_Stated task_. Duplicate every one of the entries below, reproducing each line without any change.

[Point annotation dataset records]
◇ ◇ ◇
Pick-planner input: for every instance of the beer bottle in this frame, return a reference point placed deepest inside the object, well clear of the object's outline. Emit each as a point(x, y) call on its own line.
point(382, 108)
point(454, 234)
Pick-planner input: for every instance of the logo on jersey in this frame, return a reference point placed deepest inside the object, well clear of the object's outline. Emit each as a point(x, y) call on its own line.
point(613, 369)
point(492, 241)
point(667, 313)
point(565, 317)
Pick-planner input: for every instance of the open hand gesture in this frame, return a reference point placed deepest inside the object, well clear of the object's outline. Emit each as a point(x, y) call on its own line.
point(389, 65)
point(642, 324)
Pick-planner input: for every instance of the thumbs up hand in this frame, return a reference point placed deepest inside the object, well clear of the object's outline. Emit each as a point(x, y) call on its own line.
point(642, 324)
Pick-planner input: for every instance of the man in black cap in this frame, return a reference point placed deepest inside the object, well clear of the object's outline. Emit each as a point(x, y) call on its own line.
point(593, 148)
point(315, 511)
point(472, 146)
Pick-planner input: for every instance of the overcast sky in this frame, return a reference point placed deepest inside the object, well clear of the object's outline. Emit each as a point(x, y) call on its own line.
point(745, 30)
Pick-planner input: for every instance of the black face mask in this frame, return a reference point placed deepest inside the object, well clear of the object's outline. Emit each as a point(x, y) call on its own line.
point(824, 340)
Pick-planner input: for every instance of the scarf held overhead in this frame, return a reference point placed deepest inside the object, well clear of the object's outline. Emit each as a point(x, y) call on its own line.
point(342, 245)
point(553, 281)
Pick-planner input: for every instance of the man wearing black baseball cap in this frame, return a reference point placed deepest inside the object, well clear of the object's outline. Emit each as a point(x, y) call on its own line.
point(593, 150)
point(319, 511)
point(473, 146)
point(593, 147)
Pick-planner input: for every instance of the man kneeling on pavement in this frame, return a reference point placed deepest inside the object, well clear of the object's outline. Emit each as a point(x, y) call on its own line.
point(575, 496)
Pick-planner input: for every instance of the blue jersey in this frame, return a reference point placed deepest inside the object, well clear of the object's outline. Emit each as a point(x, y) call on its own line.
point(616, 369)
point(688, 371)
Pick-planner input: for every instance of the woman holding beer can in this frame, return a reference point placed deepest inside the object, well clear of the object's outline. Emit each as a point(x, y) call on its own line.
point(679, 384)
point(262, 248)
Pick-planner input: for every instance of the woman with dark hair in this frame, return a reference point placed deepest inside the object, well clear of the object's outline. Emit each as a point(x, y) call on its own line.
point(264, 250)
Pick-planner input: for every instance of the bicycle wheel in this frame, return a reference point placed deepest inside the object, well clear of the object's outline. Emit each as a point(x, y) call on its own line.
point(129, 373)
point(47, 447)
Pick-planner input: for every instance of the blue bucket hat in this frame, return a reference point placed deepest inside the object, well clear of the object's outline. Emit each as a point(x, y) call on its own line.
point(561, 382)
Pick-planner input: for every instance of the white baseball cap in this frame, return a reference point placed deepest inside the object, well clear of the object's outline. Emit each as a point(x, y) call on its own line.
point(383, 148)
◇ ◇ ◇
_Solution for this exercise_.
Pick-planner input: for every instance of the beer bottle in this frame, return a reference point placed deepest inside the object, well clear of the object's outline. Emit each as a point(x, y) call on its own line.
point(382, 108)
point(454, 234)
Pick-planner input: for every instance of the logo on jersey in this frame, return a reference point placed deepest inside the object, well clear of the object's outline. Emit each as a point(x, y) call on its own line.
point(613, 369)
point(492, 241)
point(667, 313)
point(565, 317)
Pick-planner input: for every instance of the open hand gesture in this frame, return a reference point placed deepest inside the object, well clear of the object's outline. Emit each as a point(x, y) call on its own line.
point(389, 65)
point(642, 324)
Pick-planner input: for every instance of the thumbs up hand in this frame, return a reference point placed deepest inside the object, well clear of the object's outline. Emit each as a point(x, y) call on its own line.
point(642, 324)
Pick-planner input: for every instance of the man in black cap in this frame, return a reference point placed deepest inside the object, well clear of the object's outline. Emit each as a point(x, y) call on its own line.
point(593, 148)
point(315, 511)
point(472, 146)
Pick-planner input: for every instance of the overcast sky in this frame, return a reference point placed deepest inside the object, well clear of the object's outline. Emit each as a point(x, y) call on its own line.
point(745, 30)
Pick-planner input: for every instance of the black face mask in this frame, return a reference point placed deepest inside the object, well clear of the object's outline. Emit each as a point(x, y) call on its own line.
point(824, 340)
Pick-planner input: for every instance of the scarf held overhead in this frame, return a reference point placed deepest inside the object, well clear of the object's outline. Emit each as a point(x, y) call on its own line.
point(342, 245)
point(553, 281)
Pick-planner input: for every instance of the man wearing black baseball cap in this frame, return a reference point placed deepest inside the object, well clear of the object's outline. Emit each as a point(x, y) call on its own line.
point(593, 150)
point(319, 511)
point(473, 146)
point(593, 147)
Pick-planner input: for every instance of the man kneeling on pavement in this frame, return a reference point placed deepest inside the object, well clear of the object's outline. Emit each as a point(x, y) call on its own line.
point(575, 496)
Pick-planner input: for every instance of the blue jersey in this frame, return a reference point placed deepest inside the object, well clear of the object's outline. Emit each as a point(x, y) call on its own line.
point(616, 369)
point(688, 371)
Pick-planner input: for every instance of the woman holding beer can in this frame, return a reference point placed deepest inside the object, well clear of the object's outline. Emit each as a point(x, y) call on its own line.
point(679, 384)
point(262, 248)
Pick-planner input: for every instance of the woman with dark hair in this frame, return a reference point placed deepest inside the object, well clear of the object's outline. Emit each as a point(x, y) call on its own line.
point(264, 250)
Pick-planner input: for every instance of the bicycle wheel in this frame, return a reference point placed deepest inside the object, well clear of the object's outline. Emit each as a point(x, y) call on its own line.
point(129, 373)
point(47, 447)
Pick-planner input: for every instance of the blue bucket hat in this frame, return a reference point placed deepest inside the object, well clear of the object's outline. Emit each as a point(x, y) call on its own line.
point(561, 382)
Pick-planner input: for every instance of the white baseball cap in this frame, return a reference point placed deepest inside the object, well clear of the object's outline. Emit each as a point(x, y) call on its own line.
point(383, 148)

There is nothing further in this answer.